TASK INPUTS:

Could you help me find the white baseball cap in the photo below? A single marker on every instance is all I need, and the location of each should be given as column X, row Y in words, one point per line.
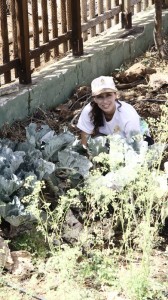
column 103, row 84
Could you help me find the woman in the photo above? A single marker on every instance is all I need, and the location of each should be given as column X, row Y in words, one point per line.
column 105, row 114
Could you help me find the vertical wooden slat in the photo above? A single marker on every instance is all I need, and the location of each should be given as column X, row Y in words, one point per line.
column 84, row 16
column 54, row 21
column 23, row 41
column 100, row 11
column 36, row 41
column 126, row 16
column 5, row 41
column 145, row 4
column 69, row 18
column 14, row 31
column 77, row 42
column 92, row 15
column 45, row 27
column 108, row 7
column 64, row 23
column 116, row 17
==
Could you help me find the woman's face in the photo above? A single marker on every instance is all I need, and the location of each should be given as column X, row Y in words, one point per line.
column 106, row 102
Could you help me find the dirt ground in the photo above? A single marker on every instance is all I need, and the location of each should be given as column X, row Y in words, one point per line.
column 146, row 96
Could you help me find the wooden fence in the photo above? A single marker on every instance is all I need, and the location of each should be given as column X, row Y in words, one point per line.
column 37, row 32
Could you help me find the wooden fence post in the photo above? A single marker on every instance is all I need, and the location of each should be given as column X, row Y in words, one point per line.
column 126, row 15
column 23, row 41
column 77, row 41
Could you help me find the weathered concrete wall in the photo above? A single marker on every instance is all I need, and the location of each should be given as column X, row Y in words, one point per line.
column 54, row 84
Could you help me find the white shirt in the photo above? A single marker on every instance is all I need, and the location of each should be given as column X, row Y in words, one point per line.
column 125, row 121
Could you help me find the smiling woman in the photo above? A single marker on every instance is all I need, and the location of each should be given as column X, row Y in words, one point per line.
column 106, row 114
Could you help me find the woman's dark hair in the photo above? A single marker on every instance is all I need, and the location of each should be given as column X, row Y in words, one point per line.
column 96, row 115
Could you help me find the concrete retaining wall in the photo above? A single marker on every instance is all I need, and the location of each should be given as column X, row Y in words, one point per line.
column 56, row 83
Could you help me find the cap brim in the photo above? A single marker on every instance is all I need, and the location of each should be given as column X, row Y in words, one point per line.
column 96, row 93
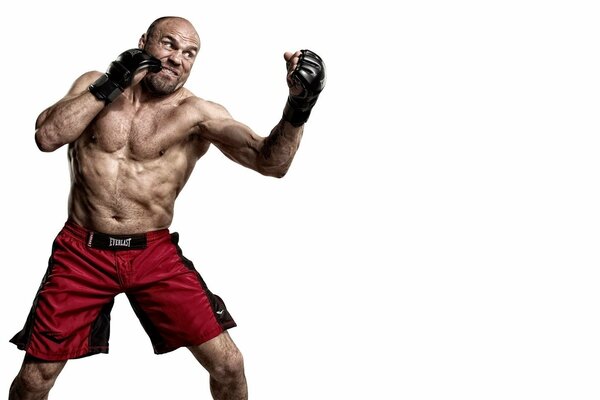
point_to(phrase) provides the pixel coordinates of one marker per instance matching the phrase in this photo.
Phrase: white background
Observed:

REQUIRED ACTION: Go to the line above holding "Could you help me find the cap", then copy exactly each line down to and including the one holding "Phrase: white background", leaving pictures out.

REPLY TO THE EXERCISE:
Could you help me find the cap brim in the photo above? A single marker on every instance is all I need, and the location of each should be given as column X, row Y in words, one point per line.
column 96, row 93
point_to(phrase) provides the pixel coordinates of one marker per instance matching the phrase in this photo.
Phrase: white background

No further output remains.